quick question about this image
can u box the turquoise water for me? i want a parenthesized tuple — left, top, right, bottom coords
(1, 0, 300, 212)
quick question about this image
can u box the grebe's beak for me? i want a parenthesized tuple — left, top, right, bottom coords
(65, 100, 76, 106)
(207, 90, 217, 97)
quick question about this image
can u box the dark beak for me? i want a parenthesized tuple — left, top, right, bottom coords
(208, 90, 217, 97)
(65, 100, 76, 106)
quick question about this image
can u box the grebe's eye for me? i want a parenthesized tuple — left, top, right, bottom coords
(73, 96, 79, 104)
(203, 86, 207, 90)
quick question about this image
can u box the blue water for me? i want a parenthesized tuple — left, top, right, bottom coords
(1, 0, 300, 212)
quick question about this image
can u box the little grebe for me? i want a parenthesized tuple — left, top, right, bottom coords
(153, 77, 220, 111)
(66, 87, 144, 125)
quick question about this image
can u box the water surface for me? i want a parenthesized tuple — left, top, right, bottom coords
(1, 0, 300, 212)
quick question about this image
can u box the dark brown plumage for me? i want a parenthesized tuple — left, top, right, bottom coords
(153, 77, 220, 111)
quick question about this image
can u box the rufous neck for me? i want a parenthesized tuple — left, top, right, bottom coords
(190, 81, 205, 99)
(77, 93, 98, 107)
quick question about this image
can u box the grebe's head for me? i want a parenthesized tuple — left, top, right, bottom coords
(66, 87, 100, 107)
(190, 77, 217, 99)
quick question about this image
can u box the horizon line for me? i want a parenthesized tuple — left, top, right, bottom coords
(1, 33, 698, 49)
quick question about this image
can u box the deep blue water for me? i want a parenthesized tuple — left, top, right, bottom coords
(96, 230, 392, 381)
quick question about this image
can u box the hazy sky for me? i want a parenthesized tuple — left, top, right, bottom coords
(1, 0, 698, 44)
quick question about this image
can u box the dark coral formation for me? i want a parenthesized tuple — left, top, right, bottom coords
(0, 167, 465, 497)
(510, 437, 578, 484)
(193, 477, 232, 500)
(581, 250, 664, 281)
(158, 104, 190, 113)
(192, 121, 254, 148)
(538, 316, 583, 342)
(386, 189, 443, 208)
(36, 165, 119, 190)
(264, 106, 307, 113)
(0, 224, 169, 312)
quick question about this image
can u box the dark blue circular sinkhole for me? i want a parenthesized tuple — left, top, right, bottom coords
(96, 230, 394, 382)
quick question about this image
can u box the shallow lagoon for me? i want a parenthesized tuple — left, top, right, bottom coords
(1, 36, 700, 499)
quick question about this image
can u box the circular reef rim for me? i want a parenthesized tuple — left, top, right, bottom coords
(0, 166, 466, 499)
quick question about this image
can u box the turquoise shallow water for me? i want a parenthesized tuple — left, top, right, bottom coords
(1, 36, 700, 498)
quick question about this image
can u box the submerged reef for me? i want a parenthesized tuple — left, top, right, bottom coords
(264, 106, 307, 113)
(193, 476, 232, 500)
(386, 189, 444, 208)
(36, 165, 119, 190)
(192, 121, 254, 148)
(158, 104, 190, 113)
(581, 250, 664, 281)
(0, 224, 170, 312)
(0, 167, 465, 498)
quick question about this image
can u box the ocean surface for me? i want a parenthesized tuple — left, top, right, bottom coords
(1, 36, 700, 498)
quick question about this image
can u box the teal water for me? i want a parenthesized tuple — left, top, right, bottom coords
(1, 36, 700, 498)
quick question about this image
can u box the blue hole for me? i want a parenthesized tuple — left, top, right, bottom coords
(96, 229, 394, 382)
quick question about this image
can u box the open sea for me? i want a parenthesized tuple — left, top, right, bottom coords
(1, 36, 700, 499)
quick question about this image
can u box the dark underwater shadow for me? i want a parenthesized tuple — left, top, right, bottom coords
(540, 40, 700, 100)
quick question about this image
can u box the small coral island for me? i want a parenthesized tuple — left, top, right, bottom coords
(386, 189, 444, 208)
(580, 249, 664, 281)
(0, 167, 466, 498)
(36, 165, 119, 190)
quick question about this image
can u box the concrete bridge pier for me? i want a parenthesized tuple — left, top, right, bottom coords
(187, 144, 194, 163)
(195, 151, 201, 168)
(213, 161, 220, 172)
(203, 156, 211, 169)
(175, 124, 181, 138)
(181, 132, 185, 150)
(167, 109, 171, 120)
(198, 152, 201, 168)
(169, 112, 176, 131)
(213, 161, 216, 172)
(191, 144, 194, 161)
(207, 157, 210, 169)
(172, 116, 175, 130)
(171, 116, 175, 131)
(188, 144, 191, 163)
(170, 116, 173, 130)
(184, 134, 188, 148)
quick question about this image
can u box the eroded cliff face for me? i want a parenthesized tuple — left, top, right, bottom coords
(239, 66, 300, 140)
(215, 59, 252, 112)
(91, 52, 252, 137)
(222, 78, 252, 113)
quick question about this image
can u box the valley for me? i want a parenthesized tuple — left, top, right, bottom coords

== What to work on ==
Exactly reproduce the entries in their entirety.

== Task output ==
quick question about this image
can u box the turquoise water for me? i want a parenthesized tuple — left, top, right, bottom coords
(1, 0, 300, 212)
quick question about this image
can u box the grebe's beak for me? i want a parenthesized tuple — left, top, right, bottom coords
(65, 100, 76, 106)
(207, 90, 217, 97)
quick question about this image
can u box the dark beak for me? i want a parenthesized tuple — left, top, right, bottom coords
(208, 90, 217, 97)
(65, 100, 76, 106)
quick question about this image
can u box the grebe's eye for me? i want a parenthesized tuple — left, top, right, bottom coords
(73, 96, 79, 104)
(203, 86, 207, 90)
quick question about this image
can u box the blue water for me? i want a parenthesized tuple — left, top, right, bottom coords
(1, 0, 300, 212)
quick question about this image
can u box the little grebe for me? i want a parenthesized tuple — left, top, right, bottom coords
(153, 77, 220, 111)
(66, 87, 144, 125)
quick question about this image
can u box the water surface for me? i want a parenthesized tuple — left, top, right, bottom coords
(1, 0, 300, 212)
quick question about this image
can u box the dark brown plumage for me? i want a parenthesized tuple — left, top, right, bottom coords
(153, 77, 220, 111)
quick question about this image
can u box the rufous neck for me? i want a parenthesized tuple — left, top, right, bottom coords
(190, 81, 205, 99)
(77, 93, 98, 107)
quick question about this image
can u box the grebe's head for me? i want a parenthesized tuple — left, top, right, bottom coords
(66, 87, 100, 107)
(190, 77, 217, 99)
quick question about this image
can u box the horizon line for me? i want a parenthesized tuple — left, top, right, bottom coords
(1, 33, 698, 49)
quick question about this image
can u box the deep blue water for me? i want a parenthesized tuple — left, top, right, bottom coords
(96, 230, 392, 381)
quick question about this image
can u box the hazy sky for me? i want a parenthesized tuple — left, top, right, bottom coords
(1, 0, 698, 44)
quick question about this image
can u box the dark coral formation for me? i want a parenthesized tuple — left, top, right, bottom coords
(0, 167, 465, 497)
(510, 437, 578, 484)
(193, 477, 232, 500)
(581, 250, 664, 281)
(158, 104, 190, 113)
(192, 121, 254, 148)
(538, 316, 583, 342)
(386, 189, 443, 208)
(36, 165, 119, 190)
(264, 106, 307, 113)
(0, 224, 169, 312)
quick question about this image
can u box the dark blue circular sinkhole for me? i want a parenthesized tuple — left, top, right, bottom coords
(96, 230, 394, 382)
quick question about this image
can u box the shallow lagoon for me? i want a parenthesized tuple — left, top, right, bottom coords
(1, 36, 700, 499)
quick question about this image
can u box the circular reef rim for me? i want a parenthesized tuple — left, top, right, bottom coords
(0, 166, 466, 499)
quick question about this image
can u box the turquoise shallow water for me? i want a parenthesized tuple — left, top, right, bottom coords
(1, 36, 700, 498)
quick question about this image
can u box the submerged reef for me? i want a parenthesized tuple — left, top, right, bottom coords
(264, 106, 307, 113)
(193, 476, 232, 500)
(386, 189, 444, 208)
(36, 165, 119, 190)
(192, 121, 254, 148)
(158, 104, 190, 113)
(581, 250, 664, 281)
(0, 224, 170, 312)
(0, 167, 465, 498)
quick question about this image
can u box the ocean surface for me? i want a parenthesized tuple — left, top, right, bottom coords
(1, 36, 700, 498)
quick question about this image
can u box the teal water for me? i want a parenthesized tuple — left, top, right, bottom coords
(1, 36, 700, 498)
quick question about this image
can u box the blue hole for me? i want a parenthesized tuple — left, top, right, bottom coords
(96, 229, 394, 382)
quick question about this image
can u box the open sea for me? i want a parenthesized tuple — left, top, right, bottom coords
(1, 36, 700, 499)
quick question about this image
can u box the dark underwater shadow for me? i want a parenthesized tuple — left, top, right, bottom coords
(540, 40, 700, 100)
quick question about this image
can u box the small coral island for me? i want a parenthesized tuple — left, top, right, bottom coords
(386, 189, 444, 208)
(580, 249, 664, 281)
(0, 167, 466, 498)
(36, 165, 119, 190)
quick question about this image
can u box the concrete bridge pier for me? i want a parenthesized tuple — left, top, right, bottom coords
(187, 144, 194, 163)
(195, 151, 201, 168)
(213, 161, 220, 172)
(203, 156, 211, 169)
(175, 124, 181, 138)
(181, 132, 185, 150)
(167, 109, 171, 120)
(198, 152, 201, 168)
(169, 112, 176, 131)
(213, 161, 216, 172)
(191, 144, 194, 161)
(207, 157, 210, 169)
(172, 116, 175, 130)
(171, 116, 175, 131)
(188, 144, 191, 163)
(170, 116, 173, 130)
(184, 134, 188, 148)
quick question about this image
can u box the eroded cliff face for me? i want a parenthesized tuple — left, top, right, bottom coords
(239, 66, 300, 140)
(215, 59, 252, 112)
(91, 52, 252, 137)
(222, 78, 252, 113)
quick question about this image
can u box the valley for me? i want a parenthesized tuple — left, top, right, bottom coords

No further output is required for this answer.